SHORT EXERCISE – How many lines in the entries below contain the word "bare"? Reply with the count alone.

[A run of entries]
++++++

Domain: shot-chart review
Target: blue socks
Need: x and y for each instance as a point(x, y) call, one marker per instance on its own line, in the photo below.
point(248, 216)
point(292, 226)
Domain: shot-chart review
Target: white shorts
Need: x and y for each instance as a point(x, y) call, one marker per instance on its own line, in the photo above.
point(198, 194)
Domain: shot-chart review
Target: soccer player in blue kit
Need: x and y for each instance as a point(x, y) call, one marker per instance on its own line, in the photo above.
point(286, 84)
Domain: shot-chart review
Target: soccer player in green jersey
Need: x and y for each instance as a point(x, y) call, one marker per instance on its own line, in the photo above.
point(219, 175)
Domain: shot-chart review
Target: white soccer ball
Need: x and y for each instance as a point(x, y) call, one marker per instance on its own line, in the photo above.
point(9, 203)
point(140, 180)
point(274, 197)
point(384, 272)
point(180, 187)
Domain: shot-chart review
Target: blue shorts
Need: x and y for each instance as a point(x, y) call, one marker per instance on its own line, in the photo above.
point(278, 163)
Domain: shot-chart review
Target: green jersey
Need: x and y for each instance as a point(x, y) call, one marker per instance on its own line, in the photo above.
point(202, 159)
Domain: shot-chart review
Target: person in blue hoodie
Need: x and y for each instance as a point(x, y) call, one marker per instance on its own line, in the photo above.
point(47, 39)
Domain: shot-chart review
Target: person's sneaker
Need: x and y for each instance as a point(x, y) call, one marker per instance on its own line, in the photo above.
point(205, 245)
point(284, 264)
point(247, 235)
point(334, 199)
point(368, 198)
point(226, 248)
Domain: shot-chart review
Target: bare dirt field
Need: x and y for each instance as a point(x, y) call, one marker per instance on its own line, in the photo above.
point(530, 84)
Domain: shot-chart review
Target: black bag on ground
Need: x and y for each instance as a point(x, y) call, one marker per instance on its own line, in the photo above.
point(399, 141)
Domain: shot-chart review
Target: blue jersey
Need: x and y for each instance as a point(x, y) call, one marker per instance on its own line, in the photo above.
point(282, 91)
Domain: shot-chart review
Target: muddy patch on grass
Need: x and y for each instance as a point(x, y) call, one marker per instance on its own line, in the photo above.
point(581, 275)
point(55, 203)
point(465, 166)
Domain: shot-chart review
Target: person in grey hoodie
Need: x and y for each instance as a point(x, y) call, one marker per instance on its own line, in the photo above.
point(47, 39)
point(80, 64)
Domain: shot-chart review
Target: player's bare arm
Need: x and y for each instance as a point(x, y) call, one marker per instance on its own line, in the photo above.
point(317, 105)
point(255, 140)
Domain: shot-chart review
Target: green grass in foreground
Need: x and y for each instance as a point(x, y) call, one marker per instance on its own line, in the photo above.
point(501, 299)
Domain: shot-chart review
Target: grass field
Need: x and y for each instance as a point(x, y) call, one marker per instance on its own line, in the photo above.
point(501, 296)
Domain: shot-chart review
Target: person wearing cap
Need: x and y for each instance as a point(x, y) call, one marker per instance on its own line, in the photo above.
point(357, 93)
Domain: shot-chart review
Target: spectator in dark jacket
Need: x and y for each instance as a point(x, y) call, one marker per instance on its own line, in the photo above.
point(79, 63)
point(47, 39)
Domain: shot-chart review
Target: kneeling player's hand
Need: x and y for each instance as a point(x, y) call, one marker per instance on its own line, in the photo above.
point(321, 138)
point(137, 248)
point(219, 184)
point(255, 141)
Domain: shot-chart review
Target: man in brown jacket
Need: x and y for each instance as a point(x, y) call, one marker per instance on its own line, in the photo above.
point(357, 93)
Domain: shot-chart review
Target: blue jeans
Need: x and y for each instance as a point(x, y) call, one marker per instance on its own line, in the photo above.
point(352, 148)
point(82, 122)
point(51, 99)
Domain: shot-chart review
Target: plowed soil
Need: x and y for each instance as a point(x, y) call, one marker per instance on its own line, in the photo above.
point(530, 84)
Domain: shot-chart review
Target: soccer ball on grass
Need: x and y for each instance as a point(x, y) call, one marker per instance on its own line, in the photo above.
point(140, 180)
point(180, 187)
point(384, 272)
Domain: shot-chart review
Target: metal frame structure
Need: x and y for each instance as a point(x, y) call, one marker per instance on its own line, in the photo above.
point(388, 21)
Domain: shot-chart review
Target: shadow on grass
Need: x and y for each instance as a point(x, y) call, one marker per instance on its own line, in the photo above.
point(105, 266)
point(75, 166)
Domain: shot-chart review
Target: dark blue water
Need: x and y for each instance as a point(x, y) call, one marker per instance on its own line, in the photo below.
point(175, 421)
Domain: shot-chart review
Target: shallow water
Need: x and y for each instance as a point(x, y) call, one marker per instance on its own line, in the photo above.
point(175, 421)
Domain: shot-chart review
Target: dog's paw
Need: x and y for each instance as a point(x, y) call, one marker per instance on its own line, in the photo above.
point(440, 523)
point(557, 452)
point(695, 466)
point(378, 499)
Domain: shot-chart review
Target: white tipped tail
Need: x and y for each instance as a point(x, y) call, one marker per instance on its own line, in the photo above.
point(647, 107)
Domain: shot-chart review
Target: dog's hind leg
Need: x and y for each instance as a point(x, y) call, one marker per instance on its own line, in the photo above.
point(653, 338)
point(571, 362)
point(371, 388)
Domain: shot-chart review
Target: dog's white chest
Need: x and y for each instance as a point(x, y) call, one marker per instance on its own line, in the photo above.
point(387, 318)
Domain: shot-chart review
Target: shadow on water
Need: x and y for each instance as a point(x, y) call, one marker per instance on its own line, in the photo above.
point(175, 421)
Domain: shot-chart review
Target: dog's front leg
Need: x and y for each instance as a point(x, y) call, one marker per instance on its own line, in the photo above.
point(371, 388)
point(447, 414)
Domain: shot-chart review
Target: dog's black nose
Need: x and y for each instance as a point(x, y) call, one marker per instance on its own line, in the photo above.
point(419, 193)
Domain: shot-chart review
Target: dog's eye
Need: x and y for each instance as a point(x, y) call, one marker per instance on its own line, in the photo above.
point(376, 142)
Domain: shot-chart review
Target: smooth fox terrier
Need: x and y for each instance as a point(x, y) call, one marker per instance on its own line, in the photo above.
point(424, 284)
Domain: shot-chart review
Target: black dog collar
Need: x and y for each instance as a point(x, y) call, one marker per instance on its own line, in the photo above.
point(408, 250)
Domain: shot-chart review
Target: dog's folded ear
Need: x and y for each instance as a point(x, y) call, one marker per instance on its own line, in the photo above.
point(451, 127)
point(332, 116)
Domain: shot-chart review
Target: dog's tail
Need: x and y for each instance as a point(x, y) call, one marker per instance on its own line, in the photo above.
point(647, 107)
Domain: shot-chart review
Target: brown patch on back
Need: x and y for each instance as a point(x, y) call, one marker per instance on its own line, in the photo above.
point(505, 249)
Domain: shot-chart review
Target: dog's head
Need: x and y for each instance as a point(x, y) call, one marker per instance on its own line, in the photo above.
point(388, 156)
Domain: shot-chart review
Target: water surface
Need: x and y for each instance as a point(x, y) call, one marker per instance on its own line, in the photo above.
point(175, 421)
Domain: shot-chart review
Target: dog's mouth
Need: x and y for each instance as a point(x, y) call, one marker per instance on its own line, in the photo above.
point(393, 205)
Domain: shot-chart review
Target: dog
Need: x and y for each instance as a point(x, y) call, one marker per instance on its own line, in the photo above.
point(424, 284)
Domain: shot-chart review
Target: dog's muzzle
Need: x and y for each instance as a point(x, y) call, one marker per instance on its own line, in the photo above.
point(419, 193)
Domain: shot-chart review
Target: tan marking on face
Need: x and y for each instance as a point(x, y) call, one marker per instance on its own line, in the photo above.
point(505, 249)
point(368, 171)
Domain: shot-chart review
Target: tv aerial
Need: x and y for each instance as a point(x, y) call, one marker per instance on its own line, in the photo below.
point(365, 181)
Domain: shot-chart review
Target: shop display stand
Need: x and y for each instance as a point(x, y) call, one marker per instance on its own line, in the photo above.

++++++

COMPLETE OUTPUT – 2